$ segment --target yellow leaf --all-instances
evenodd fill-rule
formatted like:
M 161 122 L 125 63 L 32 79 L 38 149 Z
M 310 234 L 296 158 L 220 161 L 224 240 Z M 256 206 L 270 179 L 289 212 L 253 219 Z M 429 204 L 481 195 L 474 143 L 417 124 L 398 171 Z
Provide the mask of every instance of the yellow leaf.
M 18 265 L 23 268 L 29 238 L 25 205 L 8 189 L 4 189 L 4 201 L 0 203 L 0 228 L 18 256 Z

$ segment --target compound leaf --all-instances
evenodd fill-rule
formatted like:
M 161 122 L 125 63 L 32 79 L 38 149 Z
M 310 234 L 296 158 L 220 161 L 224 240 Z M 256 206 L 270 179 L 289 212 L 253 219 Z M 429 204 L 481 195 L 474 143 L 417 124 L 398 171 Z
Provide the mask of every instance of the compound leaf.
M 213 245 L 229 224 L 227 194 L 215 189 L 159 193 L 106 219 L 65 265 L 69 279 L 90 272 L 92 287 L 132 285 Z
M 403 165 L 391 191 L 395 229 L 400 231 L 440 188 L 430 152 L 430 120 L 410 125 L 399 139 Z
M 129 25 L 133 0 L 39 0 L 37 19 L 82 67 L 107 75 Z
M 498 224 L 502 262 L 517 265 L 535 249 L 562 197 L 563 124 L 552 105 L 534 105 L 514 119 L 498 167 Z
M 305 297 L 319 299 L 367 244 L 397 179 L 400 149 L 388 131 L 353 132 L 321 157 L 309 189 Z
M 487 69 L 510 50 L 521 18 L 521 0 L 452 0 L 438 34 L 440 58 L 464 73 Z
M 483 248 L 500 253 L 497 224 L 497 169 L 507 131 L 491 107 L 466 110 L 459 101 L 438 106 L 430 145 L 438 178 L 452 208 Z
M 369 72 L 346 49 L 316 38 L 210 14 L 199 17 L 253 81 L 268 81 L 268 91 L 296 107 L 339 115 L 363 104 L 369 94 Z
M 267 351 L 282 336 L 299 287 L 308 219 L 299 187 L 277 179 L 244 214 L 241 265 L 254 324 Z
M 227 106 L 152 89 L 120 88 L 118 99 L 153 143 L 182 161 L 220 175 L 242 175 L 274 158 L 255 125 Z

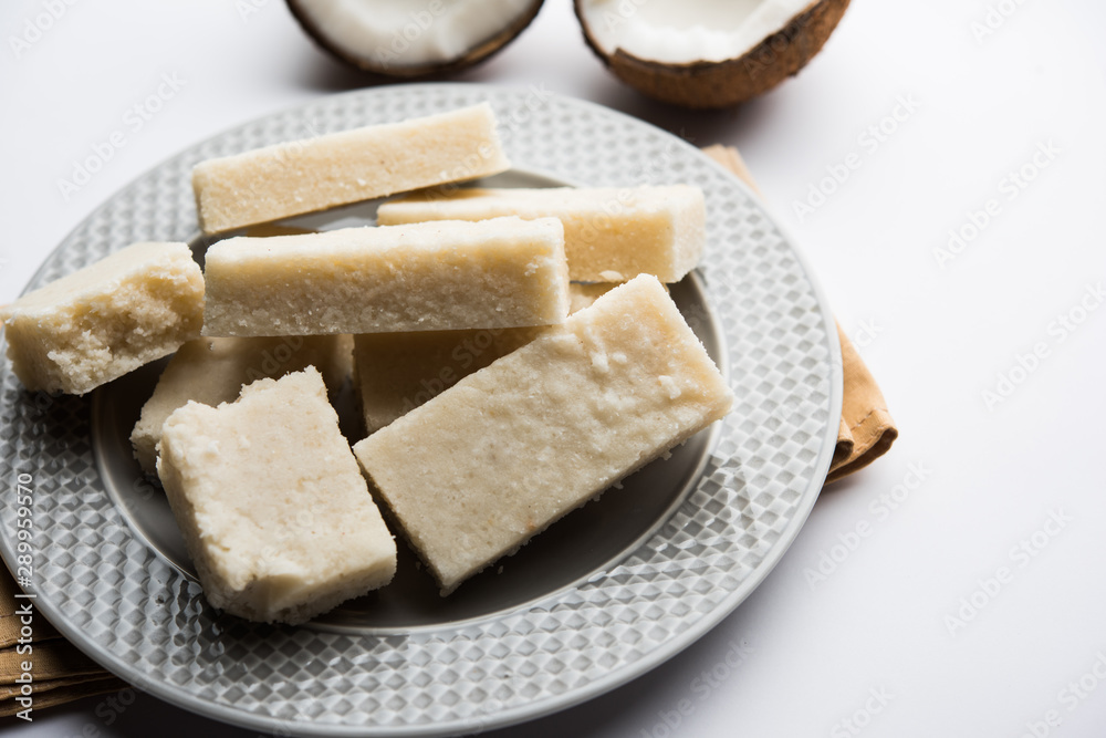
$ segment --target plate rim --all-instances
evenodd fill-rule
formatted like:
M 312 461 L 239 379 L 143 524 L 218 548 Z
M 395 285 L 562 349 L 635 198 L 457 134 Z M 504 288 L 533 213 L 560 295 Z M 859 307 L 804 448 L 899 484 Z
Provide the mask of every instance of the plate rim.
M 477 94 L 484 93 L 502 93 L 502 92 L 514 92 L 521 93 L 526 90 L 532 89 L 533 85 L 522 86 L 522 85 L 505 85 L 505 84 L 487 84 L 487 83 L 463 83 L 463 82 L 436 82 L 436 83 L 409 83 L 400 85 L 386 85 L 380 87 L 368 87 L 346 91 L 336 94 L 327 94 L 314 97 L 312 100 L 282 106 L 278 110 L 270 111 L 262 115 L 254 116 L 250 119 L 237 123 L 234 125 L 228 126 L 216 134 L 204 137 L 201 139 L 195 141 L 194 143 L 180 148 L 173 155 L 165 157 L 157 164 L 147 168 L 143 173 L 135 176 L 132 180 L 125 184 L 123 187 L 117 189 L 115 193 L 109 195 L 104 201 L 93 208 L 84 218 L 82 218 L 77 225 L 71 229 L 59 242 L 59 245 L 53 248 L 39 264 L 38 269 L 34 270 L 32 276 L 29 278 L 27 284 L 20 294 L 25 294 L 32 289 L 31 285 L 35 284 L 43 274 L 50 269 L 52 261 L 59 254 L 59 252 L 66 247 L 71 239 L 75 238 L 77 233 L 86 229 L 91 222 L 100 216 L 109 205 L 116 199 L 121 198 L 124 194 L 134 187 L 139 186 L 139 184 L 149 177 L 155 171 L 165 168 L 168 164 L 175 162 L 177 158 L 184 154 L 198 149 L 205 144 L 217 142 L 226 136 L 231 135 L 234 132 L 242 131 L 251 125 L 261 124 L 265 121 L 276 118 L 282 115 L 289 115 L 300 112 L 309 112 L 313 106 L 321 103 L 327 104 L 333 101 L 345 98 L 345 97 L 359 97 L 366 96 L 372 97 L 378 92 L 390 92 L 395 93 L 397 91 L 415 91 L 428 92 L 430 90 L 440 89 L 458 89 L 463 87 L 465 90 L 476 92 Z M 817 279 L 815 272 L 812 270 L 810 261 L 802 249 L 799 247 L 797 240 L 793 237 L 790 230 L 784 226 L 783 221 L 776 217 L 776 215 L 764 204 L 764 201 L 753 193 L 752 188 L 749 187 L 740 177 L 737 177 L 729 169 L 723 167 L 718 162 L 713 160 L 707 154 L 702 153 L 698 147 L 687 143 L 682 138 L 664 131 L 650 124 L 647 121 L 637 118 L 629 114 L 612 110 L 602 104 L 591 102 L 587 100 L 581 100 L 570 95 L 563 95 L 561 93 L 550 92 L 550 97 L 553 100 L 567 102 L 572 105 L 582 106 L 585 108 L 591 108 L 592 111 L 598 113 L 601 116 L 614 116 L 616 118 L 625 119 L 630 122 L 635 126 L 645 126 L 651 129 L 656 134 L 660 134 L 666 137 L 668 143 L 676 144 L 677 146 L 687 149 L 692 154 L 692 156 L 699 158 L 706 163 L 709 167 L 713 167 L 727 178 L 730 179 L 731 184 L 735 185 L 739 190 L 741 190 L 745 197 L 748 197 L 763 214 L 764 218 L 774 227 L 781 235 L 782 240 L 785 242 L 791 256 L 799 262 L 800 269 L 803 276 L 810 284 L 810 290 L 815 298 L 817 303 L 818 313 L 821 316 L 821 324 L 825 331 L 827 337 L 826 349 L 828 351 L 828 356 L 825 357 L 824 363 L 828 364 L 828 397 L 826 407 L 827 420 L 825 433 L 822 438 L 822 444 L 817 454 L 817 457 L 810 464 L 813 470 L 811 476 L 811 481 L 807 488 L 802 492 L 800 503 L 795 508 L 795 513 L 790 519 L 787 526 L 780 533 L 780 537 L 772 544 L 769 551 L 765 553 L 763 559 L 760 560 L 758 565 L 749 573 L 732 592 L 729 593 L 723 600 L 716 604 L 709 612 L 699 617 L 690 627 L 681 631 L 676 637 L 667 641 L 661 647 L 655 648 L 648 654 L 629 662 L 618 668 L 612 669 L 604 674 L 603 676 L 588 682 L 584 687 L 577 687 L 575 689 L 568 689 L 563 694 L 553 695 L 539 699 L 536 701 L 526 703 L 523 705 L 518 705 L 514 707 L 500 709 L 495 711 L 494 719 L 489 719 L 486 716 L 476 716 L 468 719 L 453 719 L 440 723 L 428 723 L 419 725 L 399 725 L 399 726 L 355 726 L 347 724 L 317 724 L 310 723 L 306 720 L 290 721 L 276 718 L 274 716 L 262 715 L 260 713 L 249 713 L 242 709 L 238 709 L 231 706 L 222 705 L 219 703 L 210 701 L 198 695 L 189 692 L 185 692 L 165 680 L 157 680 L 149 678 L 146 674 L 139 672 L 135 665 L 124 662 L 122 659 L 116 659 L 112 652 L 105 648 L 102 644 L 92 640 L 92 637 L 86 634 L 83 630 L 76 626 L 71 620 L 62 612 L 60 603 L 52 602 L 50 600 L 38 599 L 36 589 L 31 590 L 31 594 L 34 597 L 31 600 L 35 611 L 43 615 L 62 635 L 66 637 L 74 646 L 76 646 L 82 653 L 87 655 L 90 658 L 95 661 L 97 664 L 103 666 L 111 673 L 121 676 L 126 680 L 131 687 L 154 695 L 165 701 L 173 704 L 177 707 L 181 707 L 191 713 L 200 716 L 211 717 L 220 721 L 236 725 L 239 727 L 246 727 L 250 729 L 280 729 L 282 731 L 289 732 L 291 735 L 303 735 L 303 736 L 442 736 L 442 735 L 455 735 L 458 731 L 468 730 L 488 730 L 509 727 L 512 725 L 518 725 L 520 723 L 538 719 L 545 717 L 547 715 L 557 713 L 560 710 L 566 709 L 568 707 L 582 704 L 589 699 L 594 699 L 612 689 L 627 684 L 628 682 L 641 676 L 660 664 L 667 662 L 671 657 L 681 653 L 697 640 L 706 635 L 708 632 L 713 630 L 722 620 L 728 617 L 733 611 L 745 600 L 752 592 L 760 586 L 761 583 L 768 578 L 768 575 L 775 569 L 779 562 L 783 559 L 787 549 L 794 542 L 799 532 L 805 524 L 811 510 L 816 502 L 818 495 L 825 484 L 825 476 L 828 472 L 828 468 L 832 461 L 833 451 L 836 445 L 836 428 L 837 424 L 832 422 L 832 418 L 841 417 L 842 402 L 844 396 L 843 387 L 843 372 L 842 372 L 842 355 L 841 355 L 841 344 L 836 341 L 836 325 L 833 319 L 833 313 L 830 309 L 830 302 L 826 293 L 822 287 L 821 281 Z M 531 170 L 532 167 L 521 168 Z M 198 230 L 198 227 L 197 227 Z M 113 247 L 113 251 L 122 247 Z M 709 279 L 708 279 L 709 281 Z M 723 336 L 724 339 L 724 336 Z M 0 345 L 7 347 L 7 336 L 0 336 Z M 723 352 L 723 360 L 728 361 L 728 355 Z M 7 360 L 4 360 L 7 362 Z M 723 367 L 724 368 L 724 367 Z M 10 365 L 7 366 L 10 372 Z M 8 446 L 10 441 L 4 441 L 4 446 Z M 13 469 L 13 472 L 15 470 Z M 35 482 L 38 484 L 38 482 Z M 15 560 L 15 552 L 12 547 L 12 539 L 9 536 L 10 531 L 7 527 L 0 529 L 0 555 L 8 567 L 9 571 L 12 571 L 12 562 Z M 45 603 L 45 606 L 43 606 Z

-------

- Aim of the task:
Convert the lines between the one holding "plate rim --all-instances" and the one holding "Provide the mask of every instance of the plate", inclusive, into a JSON list of strings, one string per line, with any blank lines omitted.

- Written answer:
[
  "$ segment --target plate rim --all-instances",
  "evenodd fill-rule",
  "formatted like:",
  "M 312 461 L 239 379 L 143 524 L 218 548 Z",
  "M 395 285 L 562 349 L 635 198 L 457 134 Z M 504 288 L 533 213 L 560 295 Z M 859 307 L 804 448 L 899 484 Z",
  "Provide the mask of every instance of the plate rim."
]